Entries from a dataset:
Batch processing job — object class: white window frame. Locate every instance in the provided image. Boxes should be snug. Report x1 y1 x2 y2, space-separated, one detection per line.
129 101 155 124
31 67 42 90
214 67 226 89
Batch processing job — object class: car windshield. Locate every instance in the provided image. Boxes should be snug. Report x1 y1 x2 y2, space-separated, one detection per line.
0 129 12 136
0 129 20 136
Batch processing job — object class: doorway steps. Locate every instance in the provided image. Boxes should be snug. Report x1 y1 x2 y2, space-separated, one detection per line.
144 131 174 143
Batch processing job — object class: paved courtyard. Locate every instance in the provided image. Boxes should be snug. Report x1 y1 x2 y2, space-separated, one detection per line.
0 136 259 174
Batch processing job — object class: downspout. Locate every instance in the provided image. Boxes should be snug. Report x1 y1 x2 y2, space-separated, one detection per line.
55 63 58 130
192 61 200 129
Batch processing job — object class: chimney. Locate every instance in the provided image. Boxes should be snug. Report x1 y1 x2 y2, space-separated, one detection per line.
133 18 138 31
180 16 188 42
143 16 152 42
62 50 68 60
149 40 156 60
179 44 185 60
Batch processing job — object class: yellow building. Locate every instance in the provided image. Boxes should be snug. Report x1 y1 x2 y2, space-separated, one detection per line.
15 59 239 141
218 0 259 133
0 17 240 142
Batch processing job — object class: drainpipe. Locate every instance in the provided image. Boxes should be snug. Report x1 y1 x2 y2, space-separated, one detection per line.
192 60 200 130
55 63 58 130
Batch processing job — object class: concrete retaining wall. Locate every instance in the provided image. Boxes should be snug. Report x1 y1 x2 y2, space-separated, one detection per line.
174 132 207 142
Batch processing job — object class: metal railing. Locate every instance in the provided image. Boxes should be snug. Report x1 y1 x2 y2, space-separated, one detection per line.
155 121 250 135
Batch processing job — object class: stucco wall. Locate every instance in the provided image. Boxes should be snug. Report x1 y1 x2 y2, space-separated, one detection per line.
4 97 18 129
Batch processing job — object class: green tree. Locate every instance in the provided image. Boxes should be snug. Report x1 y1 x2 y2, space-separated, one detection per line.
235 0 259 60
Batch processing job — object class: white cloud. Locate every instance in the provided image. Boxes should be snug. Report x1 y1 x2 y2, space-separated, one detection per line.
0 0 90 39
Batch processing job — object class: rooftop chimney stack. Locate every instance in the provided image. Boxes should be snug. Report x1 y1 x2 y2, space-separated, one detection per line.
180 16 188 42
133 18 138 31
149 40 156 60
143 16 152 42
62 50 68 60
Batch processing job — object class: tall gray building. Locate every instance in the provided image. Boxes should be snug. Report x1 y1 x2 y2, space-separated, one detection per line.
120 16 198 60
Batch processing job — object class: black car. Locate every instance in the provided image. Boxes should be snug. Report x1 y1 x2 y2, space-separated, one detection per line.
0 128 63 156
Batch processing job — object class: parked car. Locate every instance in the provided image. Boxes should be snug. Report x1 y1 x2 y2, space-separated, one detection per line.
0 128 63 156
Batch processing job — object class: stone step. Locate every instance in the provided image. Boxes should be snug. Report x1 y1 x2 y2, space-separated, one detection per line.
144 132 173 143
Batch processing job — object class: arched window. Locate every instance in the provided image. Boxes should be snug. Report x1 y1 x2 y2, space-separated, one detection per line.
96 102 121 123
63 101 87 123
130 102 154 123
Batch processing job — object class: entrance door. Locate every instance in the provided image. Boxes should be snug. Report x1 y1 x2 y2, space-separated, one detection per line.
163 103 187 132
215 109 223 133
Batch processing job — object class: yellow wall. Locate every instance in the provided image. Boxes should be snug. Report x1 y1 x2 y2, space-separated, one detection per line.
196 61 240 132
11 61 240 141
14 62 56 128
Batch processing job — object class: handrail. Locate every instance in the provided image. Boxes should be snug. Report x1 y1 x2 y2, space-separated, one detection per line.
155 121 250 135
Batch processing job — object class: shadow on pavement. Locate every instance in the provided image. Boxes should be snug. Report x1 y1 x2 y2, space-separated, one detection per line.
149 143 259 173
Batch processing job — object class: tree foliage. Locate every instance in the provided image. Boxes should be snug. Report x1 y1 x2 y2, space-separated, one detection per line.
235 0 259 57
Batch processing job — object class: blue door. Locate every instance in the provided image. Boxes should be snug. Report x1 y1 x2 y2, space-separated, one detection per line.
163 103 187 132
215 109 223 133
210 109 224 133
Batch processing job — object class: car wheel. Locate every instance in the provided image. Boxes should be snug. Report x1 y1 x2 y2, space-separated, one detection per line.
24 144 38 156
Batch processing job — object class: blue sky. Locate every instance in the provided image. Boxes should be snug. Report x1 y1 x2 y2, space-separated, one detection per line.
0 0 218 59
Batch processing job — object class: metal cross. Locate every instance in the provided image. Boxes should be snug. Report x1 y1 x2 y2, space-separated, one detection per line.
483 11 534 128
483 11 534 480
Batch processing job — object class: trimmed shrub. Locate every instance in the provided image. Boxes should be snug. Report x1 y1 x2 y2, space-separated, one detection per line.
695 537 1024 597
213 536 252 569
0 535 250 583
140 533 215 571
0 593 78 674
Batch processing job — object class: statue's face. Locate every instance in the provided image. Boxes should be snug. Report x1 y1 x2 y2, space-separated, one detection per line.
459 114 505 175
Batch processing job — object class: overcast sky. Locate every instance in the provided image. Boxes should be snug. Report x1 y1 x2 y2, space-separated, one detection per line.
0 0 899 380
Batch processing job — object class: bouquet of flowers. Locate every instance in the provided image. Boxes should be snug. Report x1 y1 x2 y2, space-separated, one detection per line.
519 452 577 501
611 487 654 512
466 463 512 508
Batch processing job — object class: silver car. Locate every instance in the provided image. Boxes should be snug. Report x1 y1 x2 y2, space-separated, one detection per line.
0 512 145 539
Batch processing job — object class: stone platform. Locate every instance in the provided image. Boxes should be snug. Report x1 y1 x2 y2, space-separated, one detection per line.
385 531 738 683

• [Directions for this task]: Write out the entries again, from the start of the entries through the line that contains "174 132 207 142", adding -74 to every bounding-box coordinate in the answers and keeping the requests as well.

• [Full answer]:
Batch processing job — object class: white window frame. Locate every instance in the provided image. Boxes should be snug. Report x1 y1 x2 y2, space-separated, one detection per line.
55 27 81 50
-43 -7 -32 16
140 -7 152 15
Batch processing job — object class: car windshield. Locate every instance in the provided image. Boxes should be snug. Report x1 y1 x2 y2, space-separated, one detection per line.
-74 55 -62 62
-74 55 -54 62
Batch processing job — object class: doorway steps. Locate every instance in the provided image. Boxes should be snug. Report x1 y1 x2 y2, space-separated, one detection per line.
70 57 100 69
Batch processing job — object class: paved courtyard. Locate every instance in the provided image. Boxes should be snug. Report x1 y1 x2 y2, space-separated, one detection per line.
-74 62 185 100
Batch processing job — object class: downspout. Locate every instance in the provided image. Boxes should be snug. Report x1 y1 x2 y2, space-separated, one detection per line.
-19 -11 -16 56
118 -13 126 55
Batch processing job — object class: chimney. Locate every instance in the provided image. Boxes should be snug. Report x1 y1 x2 y2, space-separated, one detection per line.
59 -56 64 -43
106 -58 114 -32
69 -58 78 -32
-12 -24 -6 -14
75 -34 82 -14
105 -30 111 -14
Batch processing job — object class: yellow building. Locate every instance in the provided image. Boxes should be snug. Report x1 y1 x2 y2, space-separated, one detection per line.
-59 -15 165 67
144 -74 185 59
-74 -57 166 68
Batch processing job — object class: drainpipe. Locate every instance in the provided image. Boxes should be snug. Report x1 y1 x2 y2, space-separated, one detection per line.
118 -14 126 56
-19 -11 -16 56
Batch processing job — object class: concrete retaining wall. Locate every instance in the provided image. Boxes should be snug. Report x1 y1 x2 y2, space-separated, one detection per line.
100 58 133 68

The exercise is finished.